:: 出題 1 ::
レコードのうち、「Where can you see the blue plaid」を含む行から「<point>247,333</point>」を含む行までを、「muddy bank」を「muddy shore」に置き換えて改めて示すこと。ほかの部分は一切変えないこと。

:: 本文 ::
+-------+

飲料の保管スペース、物流コスト削減、一定品質のアルコール飲料の提供などを目的として、飲食店におけるチューハイやカクテルなどの提供には、高濃度アルコールを含む濃縮液(濃縮シロップあるいはコンクとも呼ばれる)に炭酸水や水を加えて希釈したものを来店客に提供するドリンクディスペンサー方式が使用されている。
また、飲食店のみならず一般家庭でも同様に、コンクタイプと称する濃縮酒を購入し、飲酒時に消費者自身が、水、炭酸水、茶などソフトドリンクで希釈し、好みのアルコール度数にして飲用することも増えている。
【0003】
チューハイやカクテルなど、それぞれの味や香りに特徴のあるアルコール飲料に特有の風味・香味を付与する方法として、油溶性香料を乳化させた乳化香料が広く使用されている。その理由は、乳化香料が強くかつ持続性のある風味・香味を付与することができるからである。
また、最近の健康志向の高まりにより、機能性素材を含有するアルコール飲料の需要も増加している。機能性素材には油溶性物質が多く存在し、飲料にこれらの油溶性物質を配合する場合においては、乳化組成物として添加されることがある。
【0004】
しかし、アルコール飲料に添加される乳化組成物は、アルコール飲料の製造工程においてアルコール飲料の数倍の濃縮シロップに添加される場合があるため、高濃度のアルコール溶液中での高い乳化安定性が求められる。
通常、濃縮シロップの濃縮倍率は3倍から6倍程度であるため、例えばアルコール濃度が9%のチューハイの場合、5倍濃縮シロップのアルコール濃度は45vol%となる。
【0005】
一方、アルコール飲料中では乳化安定性が不安定になることが知られている。これは、アルコールが油相にも水相にも相互に溶解するためであると考えられている。
【0006】
そこで、アルコール飲料用の乳化組成物には、高濃度のアルコール溶液中でも安定な乳化力が要求されるため、これまでに種々のアルコール飲料用の乳化組成物が提案されている。
アルコール飲料又は炭酸飲料用の透明乳化香料として、酵素分解レシチンを0.1~2質量%、ポリグリセリン脂肪酸エステルを3~10質量%、ショ糖脂肪酸エステルを1~5質量%、多価アルコールを50~85質量%、水を1~10質量%、および香料を1~10質量%含む乳化組成物(特許文献1)が提案されている。
また、透明性が高く、酸、熱およびアルコールに対する耐性を有する乳化香料として、HLBが10以上である親水性ポリグリセリン脂肪酸エステル、HLBが8以下である親油性ポリグリセリン脂肪酸エステル、およびリゾレシチンを含む乳化香料組成物(特許文献2)も提案されている。
【0007】
さらに、耐アルコール性に優れる水中油型エマルションを製造するための乳化剤組成物
として、平均重合度5~15のポリグリセリンと炭素原子数8~22の脂肪酸とのエステルであるポリグリセリン脂肪酸エステル、ショ糖と炭素原子数8~22の脂肪酸とのエステルであるショ糖脂肪酸エステル、およびレシチン
を含む乳化剤組成物であって、ポリグリセリン脂肪酸エステル100重量部に対し、ショ糖脂肪酸エステルを5~35重量部、レシチンを2~25重量部の量で含むことを特徴とする乳化剤組成物(特許文献3)も提案されている。

+-------+

:: 物体位置アノテーションデータ ::
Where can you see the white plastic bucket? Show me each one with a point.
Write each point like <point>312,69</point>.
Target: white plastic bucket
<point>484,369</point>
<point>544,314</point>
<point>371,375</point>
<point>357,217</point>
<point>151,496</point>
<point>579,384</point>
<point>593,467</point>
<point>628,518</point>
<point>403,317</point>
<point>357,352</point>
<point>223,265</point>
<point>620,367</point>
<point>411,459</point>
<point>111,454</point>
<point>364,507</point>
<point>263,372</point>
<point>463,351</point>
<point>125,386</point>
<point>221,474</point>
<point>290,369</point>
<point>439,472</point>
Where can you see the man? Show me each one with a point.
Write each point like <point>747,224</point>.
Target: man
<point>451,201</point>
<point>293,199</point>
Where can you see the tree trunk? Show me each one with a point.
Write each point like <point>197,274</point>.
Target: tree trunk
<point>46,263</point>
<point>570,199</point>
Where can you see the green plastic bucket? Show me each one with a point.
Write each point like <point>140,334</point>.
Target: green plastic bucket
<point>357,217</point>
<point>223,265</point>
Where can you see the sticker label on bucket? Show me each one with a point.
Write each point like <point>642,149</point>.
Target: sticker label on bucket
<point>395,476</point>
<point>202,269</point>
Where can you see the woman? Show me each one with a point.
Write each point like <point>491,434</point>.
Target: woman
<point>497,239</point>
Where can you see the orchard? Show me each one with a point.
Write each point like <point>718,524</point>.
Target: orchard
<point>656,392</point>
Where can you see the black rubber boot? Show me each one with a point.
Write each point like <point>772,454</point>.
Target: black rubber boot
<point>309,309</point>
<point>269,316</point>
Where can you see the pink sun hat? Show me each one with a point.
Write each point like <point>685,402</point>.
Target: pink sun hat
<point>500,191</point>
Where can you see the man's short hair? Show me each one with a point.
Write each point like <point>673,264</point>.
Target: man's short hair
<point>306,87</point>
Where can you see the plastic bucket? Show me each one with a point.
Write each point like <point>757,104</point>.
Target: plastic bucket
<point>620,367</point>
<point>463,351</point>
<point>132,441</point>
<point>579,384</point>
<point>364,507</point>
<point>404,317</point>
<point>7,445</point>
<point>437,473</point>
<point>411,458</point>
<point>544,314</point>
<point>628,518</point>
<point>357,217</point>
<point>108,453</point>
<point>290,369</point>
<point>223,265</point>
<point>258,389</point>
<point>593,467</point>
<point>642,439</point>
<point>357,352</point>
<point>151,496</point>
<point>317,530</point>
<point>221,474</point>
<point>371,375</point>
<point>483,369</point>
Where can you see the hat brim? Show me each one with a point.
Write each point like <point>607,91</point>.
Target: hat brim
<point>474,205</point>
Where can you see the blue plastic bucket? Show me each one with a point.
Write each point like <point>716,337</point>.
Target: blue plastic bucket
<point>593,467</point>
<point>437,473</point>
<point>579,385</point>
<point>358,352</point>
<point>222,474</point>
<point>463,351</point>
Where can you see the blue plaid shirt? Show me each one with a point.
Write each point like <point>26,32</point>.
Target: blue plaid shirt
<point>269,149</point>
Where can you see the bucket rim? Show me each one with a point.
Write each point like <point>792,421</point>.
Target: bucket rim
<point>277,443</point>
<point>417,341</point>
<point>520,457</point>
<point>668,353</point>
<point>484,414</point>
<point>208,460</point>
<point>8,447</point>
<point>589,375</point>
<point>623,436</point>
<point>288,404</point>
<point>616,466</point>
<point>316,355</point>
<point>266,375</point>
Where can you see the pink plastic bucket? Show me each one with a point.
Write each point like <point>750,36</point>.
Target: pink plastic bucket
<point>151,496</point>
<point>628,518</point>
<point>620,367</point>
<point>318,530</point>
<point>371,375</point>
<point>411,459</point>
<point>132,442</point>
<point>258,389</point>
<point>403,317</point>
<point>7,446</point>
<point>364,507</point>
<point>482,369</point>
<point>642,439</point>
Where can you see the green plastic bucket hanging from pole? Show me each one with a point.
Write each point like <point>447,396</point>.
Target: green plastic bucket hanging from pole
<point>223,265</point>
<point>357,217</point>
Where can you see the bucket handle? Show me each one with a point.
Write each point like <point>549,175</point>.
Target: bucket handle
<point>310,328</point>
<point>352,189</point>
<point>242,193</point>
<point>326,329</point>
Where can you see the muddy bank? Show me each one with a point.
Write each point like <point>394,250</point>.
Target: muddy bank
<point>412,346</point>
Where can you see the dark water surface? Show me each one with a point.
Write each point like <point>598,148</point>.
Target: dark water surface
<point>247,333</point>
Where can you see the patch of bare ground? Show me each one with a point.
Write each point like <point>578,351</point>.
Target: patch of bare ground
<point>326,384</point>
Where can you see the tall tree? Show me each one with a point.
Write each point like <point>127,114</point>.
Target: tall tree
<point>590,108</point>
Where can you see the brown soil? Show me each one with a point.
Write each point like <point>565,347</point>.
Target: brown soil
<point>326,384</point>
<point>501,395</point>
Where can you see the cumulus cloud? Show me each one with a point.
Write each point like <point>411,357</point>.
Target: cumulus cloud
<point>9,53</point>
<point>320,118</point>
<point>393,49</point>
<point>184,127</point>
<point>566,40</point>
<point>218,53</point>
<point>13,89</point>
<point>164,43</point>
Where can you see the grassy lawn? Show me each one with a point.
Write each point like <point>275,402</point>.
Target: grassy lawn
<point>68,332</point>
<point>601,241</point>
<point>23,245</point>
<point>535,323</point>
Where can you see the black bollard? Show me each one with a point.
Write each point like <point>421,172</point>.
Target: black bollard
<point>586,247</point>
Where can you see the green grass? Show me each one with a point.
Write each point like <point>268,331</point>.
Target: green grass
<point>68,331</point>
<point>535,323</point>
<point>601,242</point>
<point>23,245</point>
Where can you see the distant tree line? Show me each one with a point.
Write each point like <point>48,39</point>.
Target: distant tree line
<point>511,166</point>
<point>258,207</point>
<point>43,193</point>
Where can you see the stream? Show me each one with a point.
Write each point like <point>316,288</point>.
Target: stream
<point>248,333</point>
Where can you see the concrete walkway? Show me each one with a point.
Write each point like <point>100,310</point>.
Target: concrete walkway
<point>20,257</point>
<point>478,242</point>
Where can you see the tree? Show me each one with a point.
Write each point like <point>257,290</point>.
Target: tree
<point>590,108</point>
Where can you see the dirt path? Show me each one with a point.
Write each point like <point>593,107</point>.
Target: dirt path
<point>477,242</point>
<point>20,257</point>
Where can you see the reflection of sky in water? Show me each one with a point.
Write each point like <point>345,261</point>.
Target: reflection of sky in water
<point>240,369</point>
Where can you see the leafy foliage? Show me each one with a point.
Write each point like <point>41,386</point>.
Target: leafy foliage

+-------+

:: 出題 2 ::
本文によると、アルコール濃度9%のチューハイの場合、5倍濃縮シロップのアルコール濃度はいくらになるか。

:: 正解 1 ::
Where can you see the blue plaid shirt? Show me each one with a point.
Write each point like <point>26,32</point>.
Target: blue plaid shirt
<point>269,149</point>
Where can you see the bucket rim? Show me each one with a point.
Write each point like <point>792,421</point>.
Target: bucket rim
<point>277,443</point>
<point>417,341</point>
<point>520,457</point>
<point>668,353</point>
<point>484,414</point>
<point>208,460</point>
<point>8,447</point>
<point>589,375</point>
<point>623,436</point>
<point>288,404</point>
<point>616,466</point>
<point>316,355</point>
<point>266,375</point>
Where can you see the pink plastic bucket? Show me each one with a point.
Write each point like <point>750,36</point>.
Target: pink plastic bucket
<point>151,496</point>
<point>628,518</point>
<point>620,367</point>
<point>318,530</point>
<point>371,375</point>
<point>411,459</point>
<point>132,442</point>
<point>258,389</point>
<point>403,317</point>
<point>7,446</point>
<point>364,507</point>
<point>482,369</point>
<point>642,439</point>
Where can you see the green plastic bucket hanging from pole? Show me each one with a point.
Write each point like <point>447,396</point>.
Target: green plastic bucket hanging from pole
<point>223,265</point>
<point>357,217</point>
Where can you see the bucket handle? Show me each one with a point.
Write each point like <point>549,175</point>.
Target: bucket handle
<point>310,328</point>
<point>352,189</point>
<point>242,193</point>
<point>326,329</point>
Where can you see the muddy shore? Show me each one with a point.
Write each point like <point>394,250</point>.
Target: muddy shore
<point>412,346</point>
Where can you see the dark water surface? Show me each one with a point.
Write each point like <point>598,148</point>.
Target: dark water surface
<point>247,333</point>

:: 正解 2 ::
45vol%